-- START OF Passage --
Putin’s Baby Crime
To the many crimes of President Vladimir Putin, a new one was added last month: kicking babies, sweet, innocent, plump babies — out of sheer wickedness. This crime was discussed ad nauseam, until it became a meme which was summed up by the NY Times’ own Thomas Friedman: “When recently confronted with his regime’s bad behavior, [Putin’s] first instinct was to block American parents from adopting Russian orphans, even though so many of them badly need homes.” Surprisingly, in Russia the voices against the new ban are even more shrill. At recent press conference, no less than eight different Russian journalists badgered President Putin on this one topic, each offering little more than loaded insinuations disguised as questions. The “White” opposition marched in force against the “Scoundrels” (as they describe the supporters of the ban) and compared Putin to King Herod.
Constantine Eggert, a leading anti-Putin voice in the oligarch-owned Kommersant daily, mixed Dickens treacle with rat poison to bewail the misfortune of the Russian orphans who have been deprived of their chance to grow strong and healthy beneath the splendor of the Stars and Stripes: “Perhaps because of the ban just one sweet kiddy will never read Winnie the Pooh, will not blow out candles on his birthday cake, will not proceed to school and afterwards to a college accompanied by his applauding new family in Texas or California… His fate will forever darken the conscience of the Duma (Parliament) Members and of the President who deprived him of his chance”.
This was to be expected from Russian mainstream media, as it is predominantly oligarch-owned and pro-Western. But the great majority of ordinary Russians (76%) support the new law banning Americans from adopting Russian children, according to an independent poll by the US-funded WCIOM. The opposition Communist Party also voted for the new law. The well-known liberal democrat and feminist Maria Arbatova, an ex-MP and writer, much involved with orphanages and adoption, wondered aloud why the opposition was so enraged by the ban, and suggested that it was for tactical reasons: “They need fuel for their protests. Pussy Riot is old hat; these orphans are fresh fodder!” Radical poet, and leader of the proscribed NBP party, Eduard Limonov also supported the ban, and scoffed at the opposition for defending US interests rather than Russian children.
-- END OF Passage --
-- START OF Records supplied --
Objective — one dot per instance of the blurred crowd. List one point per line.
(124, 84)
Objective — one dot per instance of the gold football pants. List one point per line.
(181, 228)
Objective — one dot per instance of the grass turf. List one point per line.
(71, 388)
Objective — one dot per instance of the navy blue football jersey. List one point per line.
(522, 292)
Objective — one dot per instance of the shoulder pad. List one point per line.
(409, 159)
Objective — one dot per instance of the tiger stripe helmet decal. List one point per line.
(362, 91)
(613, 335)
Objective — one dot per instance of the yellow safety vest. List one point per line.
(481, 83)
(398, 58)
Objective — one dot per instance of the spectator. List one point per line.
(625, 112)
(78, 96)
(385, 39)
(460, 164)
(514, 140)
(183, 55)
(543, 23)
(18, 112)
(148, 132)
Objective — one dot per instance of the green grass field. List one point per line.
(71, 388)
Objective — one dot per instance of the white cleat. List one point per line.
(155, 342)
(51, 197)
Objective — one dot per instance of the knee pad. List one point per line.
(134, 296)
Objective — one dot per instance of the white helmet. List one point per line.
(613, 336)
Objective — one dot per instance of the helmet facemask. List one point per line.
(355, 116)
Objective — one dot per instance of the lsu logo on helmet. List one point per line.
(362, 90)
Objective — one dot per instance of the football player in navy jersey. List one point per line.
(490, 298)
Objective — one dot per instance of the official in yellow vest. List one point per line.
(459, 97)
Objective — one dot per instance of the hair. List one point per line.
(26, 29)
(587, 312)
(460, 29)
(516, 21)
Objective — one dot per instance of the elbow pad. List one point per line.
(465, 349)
-- END OF Records supplied --
* Tasks
(A) Could you extract, word for word, the part of the article on the Russian adoption ban starting at "This was to" and ending at "than Russian children."?
(B) Can you multiply every point coordinate by 0.6 in the records, starting at the line that contains "Objective — one dot per instance of the green" and ending at the last line of the records, rounding each result to a whole number with halves rounded up? Give back only those lines, with every request line kept in place.

* Task-by-task answers
(A)
This was to be expected from Russian mainstream media, as it is predominantly oligarch-owned and pro-Western. But the great majority of ordinary Russians (76%) support the new law banning Americans from adopting Russian children, according to an independent poll by the US-funded WCIOM. The opposition Communist Party also voted for the new law. The well-known liberal democrat and feminist Maria Arbatova, an ex-MP and writer, much involved with orphanages and adoption, wondered aloud why the opposition was so enraged by the ban, and suggested that it was for tactical reasons: “They need fuel for their protests. Pussy Riot is old hat; these orphans are fresh fodder!” Radical poet, and leader of the proscribed NBP party, Eduard Limonov also supported the ban, and scoffed at the opposition for defending US interests rather than Russian children.

(B)
Objective — one dot per instance of the green grass field. List one point per line.
(43, 233)
Objective — one dot per instance of the white cleat. List one point per line.
(93, 205)
(31, 118)
Objective — one dot per instance of the knee pad. List one point per line.
(80, 178)
Objective — one dot per instance of the white helmet. List one point per line.
(368, 202)
Objective — one dot per instance of the helmet facemask. List one point per line.
(213, 70)
Objective — one dot per instance of the lsu logo on helmet. List one point per line.
(217, 54)
Objective — one dot per instance of the football player in navy jersey. List one point per line.
(294, 179)
Objective — one dot per instance of the official in yellow vest. List one point per line.
(275, 58)
Objective — one dot per instance of the hair. List one point per line.
(16, 17)
(352, 187)
(276, 17)
(310, 13)
Objective — one dot per instance of the elbow pad. List one point per line.
(279, 209)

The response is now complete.